*Stated exercise:* Starting at the beginning of the records and going on through the line that contains "[[496, 468]]", retype every line without changes. Leave the pictures out.

## BEGIN Records to use

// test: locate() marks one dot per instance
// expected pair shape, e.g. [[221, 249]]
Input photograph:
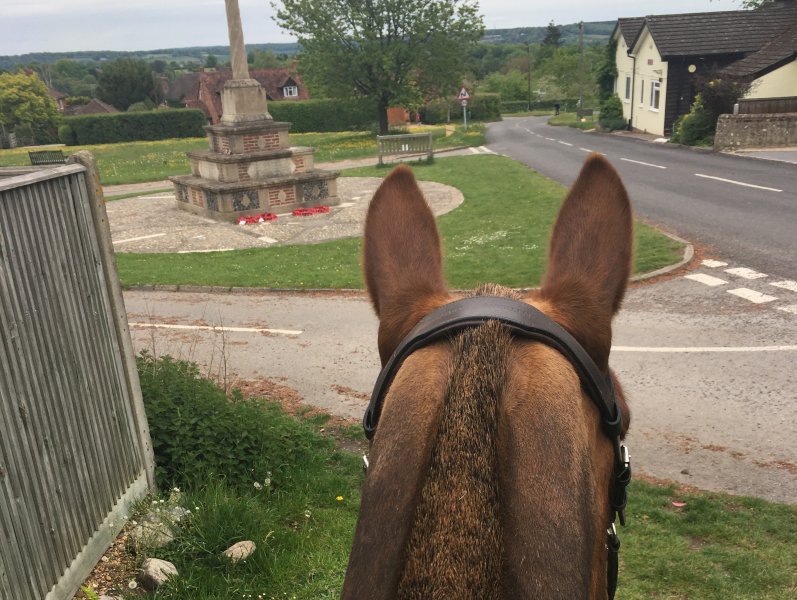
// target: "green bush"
[[611, 114], [137, 126], [198, 432], [328, 114], [66, 135]]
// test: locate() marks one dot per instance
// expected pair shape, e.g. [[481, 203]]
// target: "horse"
[[496, 468]]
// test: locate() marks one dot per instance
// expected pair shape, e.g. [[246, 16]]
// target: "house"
[[203, 89], [660, 57]]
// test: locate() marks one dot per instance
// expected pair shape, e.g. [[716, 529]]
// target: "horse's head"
[[490, 471]]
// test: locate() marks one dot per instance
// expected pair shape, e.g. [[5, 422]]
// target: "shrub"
[[696, 128], [137, 126], [328, 114], [198, 432], [611, 115]]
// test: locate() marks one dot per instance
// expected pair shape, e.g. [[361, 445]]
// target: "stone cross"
[[243, 100], [240, 69]]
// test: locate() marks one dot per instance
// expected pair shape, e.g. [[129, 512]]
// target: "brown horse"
[[491, 474]]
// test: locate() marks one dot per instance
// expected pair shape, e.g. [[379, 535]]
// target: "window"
[[655, 92]]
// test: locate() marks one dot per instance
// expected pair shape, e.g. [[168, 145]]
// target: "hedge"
[[132, 127], [329, 114], [481, 107]]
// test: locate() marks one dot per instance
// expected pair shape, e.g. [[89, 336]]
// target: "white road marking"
[[202, 251], [639, 162], [752, 295], [706, 279], [786, 284], [216, 328], [746, 273], [143, 237], [687, 350], [714, 263], [734, 182]]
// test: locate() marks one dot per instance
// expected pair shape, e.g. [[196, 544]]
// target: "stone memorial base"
[[249, 169]]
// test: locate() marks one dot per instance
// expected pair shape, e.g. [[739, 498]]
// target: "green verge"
[[303, 510], [499, 234], [137, 162]]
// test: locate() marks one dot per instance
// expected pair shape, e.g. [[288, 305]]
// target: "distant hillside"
[[594, 33]]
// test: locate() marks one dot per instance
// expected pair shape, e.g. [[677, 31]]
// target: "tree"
[[381, 50], [25, 104], [553, 36], [125, 81]]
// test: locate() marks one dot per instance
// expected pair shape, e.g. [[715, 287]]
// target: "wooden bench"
[[409, 143], [47, 157]]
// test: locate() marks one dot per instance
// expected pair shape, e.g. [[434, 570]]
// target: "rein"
[[527, 322]]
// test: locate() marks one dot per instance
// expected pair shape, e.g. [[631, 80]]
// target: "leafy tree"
[[553, 36], [25, 105], [381, 49], [125, 81]]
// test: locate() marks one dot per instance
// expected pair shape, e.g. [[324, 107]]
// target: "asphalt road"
[[701, 196]]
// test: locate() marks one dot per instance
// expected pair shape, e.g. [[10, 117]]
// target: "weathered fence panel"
[[74, 445]]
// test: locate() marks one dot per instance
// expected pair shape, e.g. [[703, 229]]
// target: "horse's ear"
[[590, 256], [401, 258]]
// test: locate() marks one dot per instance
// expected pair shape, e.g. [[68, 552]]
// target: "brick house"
[[203, 89], [658, 58]]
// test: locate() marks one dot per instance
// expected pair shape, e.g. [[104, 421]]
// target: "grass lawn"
[[499, 234], [137, 162], [302, 515]]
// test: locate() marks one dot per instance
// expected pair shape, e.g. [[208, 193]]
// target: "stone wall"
[[737, 132]]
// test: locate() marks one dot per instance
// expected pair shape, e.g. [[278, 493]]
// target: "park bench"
[[47, 157], [404, 144]]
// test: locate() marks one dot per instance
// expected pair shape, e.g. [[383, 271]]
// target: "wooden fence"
[[768, 106], [75, 451]]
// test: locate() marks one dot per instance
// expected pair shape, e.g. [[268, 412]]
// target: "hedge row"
[[332, 114], [132, 127], [481, 107]]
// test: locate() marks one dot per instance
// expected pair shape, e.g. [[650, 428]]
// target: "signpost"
[[463, 99]]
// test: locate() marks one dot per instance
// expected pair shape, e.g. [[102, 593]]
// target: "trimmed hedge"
[[328, 114], [132, 127], [481, 107]]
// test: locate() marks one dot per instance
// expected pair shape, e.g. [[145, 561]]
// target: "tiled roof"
[[725, 32], [773, 55]]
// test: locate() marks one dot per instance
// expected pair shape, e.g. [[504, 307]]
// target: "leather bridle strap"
[[523, 320]]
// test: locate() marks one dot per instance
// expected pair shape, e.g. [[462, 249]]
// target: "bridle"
[[524, 321]]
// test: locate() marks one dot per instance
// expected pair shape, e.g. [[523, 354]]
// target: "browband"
[[523, 320]]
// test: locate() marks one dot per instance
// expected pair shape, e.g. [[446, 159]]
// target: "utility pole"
[[580, 67], [528, 77]]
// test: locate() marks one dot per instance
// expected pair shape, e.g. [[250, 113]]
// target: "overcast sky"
[[71, 25]]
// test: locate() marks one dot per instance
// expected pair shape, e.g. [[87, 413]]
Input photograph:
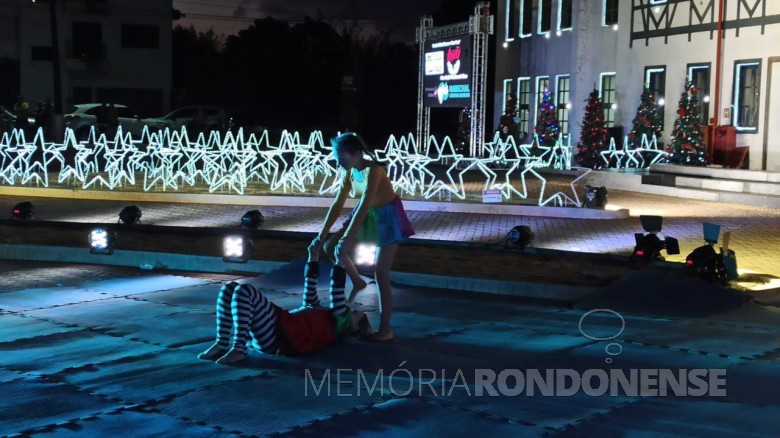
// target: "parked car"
[[86, 115], [197, 118], [251, 121]]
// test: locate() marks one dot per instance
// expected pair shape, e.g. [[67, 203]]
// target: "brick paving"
[[755, 230]]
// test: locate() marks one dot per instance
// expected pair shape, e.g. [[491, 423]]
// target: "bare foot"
[[212, 352], [232, 356], [356, 287]]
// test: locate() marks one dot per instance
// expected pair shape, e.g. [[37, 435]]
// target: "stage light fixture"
[[519, 237], [130, 215], [101, 241], [365, 255], [649, 246], [252, 219], [23, 210], [708, 264], [236, 249]]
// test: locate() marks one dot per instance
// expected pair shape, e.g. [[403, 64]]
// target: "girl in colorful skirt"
[[379, 218]]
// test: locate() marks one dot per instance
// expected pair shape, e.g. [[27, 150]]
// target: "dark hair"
[[353, 144]]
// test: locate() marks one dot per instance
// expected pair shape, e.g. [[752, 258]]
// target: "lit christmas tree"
[[688, 145], [507, 126], [593, 138], [547, 128], [646, 121]]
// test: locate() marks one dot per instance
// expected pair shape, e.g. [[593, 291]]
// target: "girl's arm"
[[336, 207], [375, 176]]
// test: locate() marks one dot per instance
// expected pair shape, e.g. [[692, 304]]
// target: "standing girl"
[[379, 218]]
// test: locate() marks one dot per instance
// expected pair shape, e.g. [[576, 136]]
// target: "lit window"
[[608, 98], [746, 94], [610, 12], [523, 104], [562, 103], [564, 14]]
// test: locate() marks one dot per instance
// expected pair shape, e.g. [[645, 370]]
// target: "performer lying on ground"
[[245, 317]]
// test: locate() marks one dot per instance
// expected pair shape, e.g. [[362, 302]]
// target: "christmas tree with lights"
[[547, 129], [507, 126], [688, 146], [646, 122], [593, 138]]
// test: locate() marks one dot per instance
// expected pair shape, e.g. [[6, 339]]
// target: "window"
[[542, 84], [699, 75], [746, 94], [523, 104], [511, 20], [526, 13], [507, 93], [655, 78], [564, 15], [608, 98], [545, 16], [610, 12], [562, 103], [41, 53], [140, 36]]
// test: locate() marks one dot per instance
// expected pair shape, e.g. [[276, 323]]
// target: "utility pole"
[[55, 54]]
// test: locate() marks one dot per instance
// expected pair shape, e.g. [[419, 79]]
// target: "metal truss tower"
[[479, 26]]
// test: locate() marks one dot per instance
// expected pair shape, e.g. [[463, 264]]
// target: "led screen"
[[447, 79]]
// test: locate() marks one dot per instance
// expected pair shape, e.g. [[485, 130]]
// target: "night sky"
[[398, 17]]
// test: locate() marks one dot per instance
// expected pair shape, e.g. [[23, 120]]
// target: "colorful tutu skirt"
[[384, 225]]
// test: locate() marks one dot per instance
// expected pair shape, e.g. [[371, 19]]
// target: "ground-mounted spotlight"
[[130, 215], [252, 220], [23, 210], [365, 255], [519, 237], [236, 249], [708, 264], [649, 246], [101, 241], [595, 197]]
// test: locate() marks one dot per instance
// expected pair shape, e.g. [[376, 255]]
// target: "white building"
[[616, 46], [109, 51]]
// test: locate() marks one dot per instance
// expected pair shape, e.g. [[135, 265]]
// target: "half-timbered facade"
[[571, 47]]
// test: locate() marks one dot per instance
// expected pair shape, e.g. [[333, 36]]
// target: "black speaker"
[[23, 210], [519, 237], [130, 215], [252, 219], [595, 197]]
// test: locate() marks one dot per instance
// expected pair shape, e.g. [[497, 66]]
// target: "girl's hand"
[[344, 250], [314, 249]]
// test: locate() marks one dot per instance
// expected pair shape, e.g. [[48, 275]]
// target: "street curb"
[[311, 201], [182, 262]]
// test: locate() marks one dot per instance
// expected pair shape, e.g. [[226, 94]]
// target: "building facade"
[[619, 46], [108, 51]]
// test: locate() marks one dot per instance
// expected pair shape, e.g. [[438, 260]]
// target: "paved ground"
[[97, 351], [755, 230]]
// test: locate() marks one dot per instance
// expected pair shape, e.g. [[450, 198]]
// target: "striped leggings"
[[244, 313]]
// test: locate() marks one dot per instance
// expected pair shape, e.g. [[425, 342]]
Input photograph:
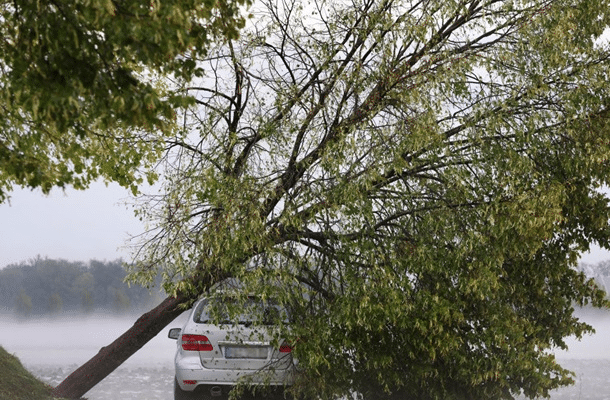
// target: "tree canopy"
[[77, 89], [415, 179]]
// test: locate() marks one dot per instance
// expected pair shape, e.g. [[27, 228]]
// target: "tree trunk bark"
[[110, 357]]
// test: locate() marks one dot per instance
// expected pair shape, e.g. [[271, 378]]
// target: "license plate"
[[246, 352]]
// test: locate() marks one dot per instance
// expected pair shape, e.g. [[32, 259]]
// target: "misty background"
[[62, 296]]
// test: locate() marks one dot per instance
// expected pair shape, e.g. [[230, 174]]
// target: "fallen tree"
[[112, 356], [415, 179]]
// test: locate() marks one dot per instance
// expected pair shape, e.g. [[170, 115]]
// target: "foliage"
[[81, 104], [415, 180], [44, 286]]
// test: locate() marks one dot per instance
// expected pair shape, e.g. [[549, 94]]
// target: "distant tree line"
[[48, 286]]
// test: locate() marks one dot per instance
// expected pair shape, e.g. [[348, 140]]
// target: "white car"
[[211, 359]]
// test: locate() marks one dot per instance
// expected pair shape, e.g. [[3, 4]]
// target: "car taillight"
[[196, 343], [285, 348]]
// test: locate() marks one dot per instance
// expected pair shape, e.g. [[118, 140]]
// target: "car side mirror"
[[174, 333]]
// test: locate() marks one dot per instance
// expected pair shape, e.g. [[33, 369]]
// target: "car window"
[[253, 305]]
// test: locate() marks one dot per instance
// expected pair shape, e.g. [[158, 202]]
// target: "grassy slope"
[[17, 383]]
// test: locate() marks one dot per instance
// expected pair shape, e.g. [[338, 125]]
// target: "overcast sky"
[[76, 226], [83, 225]]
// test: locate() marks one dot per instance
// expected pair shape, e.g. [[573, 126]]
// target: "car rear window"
[[248, 311]]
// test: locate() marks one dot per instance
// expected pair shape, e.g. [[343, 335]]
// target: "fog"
[[53, 347], [67, 340]]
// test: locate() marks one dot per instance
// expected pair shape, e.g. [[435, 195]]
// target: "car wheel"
[[180, 394]]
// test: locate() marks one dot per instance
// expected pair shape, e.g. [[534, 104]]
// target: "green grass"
[[17, 383]]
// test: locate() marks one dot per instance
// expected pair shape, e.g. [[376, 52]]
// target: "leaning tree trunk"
[[110, 357]]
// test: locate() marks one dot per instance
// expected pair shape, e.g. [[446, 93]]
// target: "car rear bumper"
[[189, 379]]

## END Records to use

*Finished task:*
// test: locate() marks one dot per instance
// expected pair shape, e.g. [[221, 249]]
Input photograph:
// target: "green bush"
[[611, 114], [137, 126], [198, 432], [328, 114], [66, 135]]
// test: locate() marks one dot per instance
// expected pair shape, e.g. [[481, 203]]
// target: "horse"
[[496, 468]]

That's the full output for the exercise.